▸ What the task requires
Give back every record verbatim, but not the pictures.

[Start of section]

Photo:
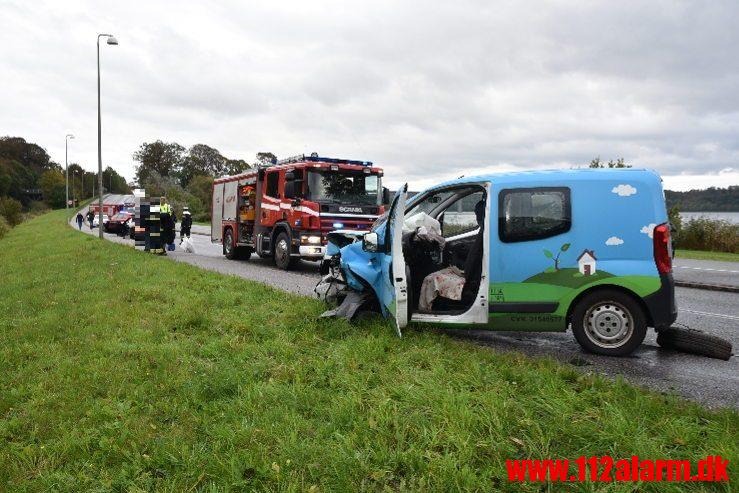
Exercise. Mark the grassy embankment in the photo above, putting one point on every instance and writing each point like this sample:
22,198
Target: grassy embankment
124,371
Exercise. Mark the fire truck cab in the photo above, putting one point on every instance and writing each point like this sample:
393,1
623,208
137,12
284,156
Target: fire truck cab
285,210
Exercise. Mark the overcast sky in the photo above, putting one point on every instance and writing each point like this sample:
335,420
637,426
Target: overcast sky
427,90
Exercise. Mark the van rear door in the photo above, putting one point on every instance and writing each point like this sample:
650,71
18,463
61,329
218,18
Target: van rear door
395,283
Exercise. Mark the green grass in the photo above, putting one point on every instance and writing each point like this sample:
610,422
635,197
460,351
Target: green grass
569,278
128,372
706,255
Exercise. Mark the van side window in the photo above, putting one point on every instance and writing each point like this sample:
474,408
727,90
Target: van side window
459,217
526,214
272,181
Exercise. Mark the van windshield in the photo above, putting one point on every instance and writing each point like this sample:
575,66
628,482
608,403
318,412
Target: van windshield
350,188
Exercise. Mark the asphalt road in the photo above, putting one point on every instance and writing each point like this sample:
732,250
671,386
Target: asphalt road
712,382
706,271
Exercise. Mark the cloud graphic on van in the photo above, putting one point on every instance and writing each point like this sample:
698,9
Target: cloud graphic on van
648,229
623,190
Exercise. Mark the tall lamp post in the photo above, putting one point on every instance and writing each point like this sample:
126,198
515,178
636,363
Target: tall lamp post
111,41
66,168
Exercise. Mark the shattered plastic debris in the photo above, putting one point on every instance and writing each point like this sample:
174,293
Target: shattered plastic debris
349,307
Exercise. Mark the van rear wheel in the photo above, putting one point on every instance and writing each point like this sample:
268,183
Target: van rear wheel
609,322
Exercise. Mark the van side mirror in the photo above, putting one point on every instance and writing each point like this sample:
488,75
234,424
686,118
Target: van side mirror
370,242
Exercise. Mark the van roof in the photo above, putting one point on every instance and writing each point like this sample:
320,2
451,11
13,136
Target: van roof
554,175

[End of section]

▸ Written answer
Photo:
Exercise. Mark the grassy embankment in the photo above, putting one point on every instance and writing each point like this sample:
22,198
Target: grassy embankment
124,371
Exercise. Mark the fire truck cab in the photo above, putting one point on every instance and writing each point like this sample:
393,1
623,208
137,12
284,156
Target: fire truck cab
285,210
Exercise. Mark the overcast sky in the photo above, putting one point on every instance and writing each point like this sample:
335,420
637,426
Target: overcast sky
427,90
Exercise. Mark the van rear door in the photo above, putting one point on every instance and writing each point like this sample:
650,71
18,463
61,329
218,18
Target: van rear door
395,283
Exercise. Mark the green grass in the photo above, putting one point on every instance and writing each point like this sample:
610,422
635,197
460,351
Target: green grass
569,278
128,372
706,255
Exercise. Mark the van side window in the photo above, putting one point on every instance and writing each point like this sample:
474,408
727,90
Target: van side window
459,217
526,214
272,181
Exercise. Mark the van windshield in the photo above, putting one point on every instance and writing each point like this sample:
575,66
628,482
608,403
318,412
Target: van windshield
350,188
Exercise. Mark the asphalt road in the photo above, putting one point on every instance and writing each point like this sample:
732,250
671,386
Target: asphalt road
712,382
706,271
Exercise. Mark the cloud graphic on van in the photo above, putting one point on every instance and writing each point like this sample:
698,9
Target: cloud graphic on van
648,229
623,190
Exercise. Mark the tall lamp post in the photo above, putting one point on every instance and writing each point like this sample:
126,198
515,178
636,363
Target: tall lamp post
111,41
66,168
Exercise. Mark the shattered plastic debris in the photo above, putting one point on every instance and writing each point like this sample:
174,293
Target: shattered plastic debris
349,307
Exercise. Mark the van rear wheel in the photo above, putting one point on every instance and writing each point like this sample:
268,183
Target: van rear wheel
609,322
Exercise. Mark the van side mirror in the photo above, putting one point on every instance and writing each point like this sample:
488,75
234,424
686,118
Target: van side mirror
370,242
Exercise. Mark the van roof in the photo above, putting one point on every instance and writing each point like this sample:
320,2
451,11
13,136
Target: van roof
554,175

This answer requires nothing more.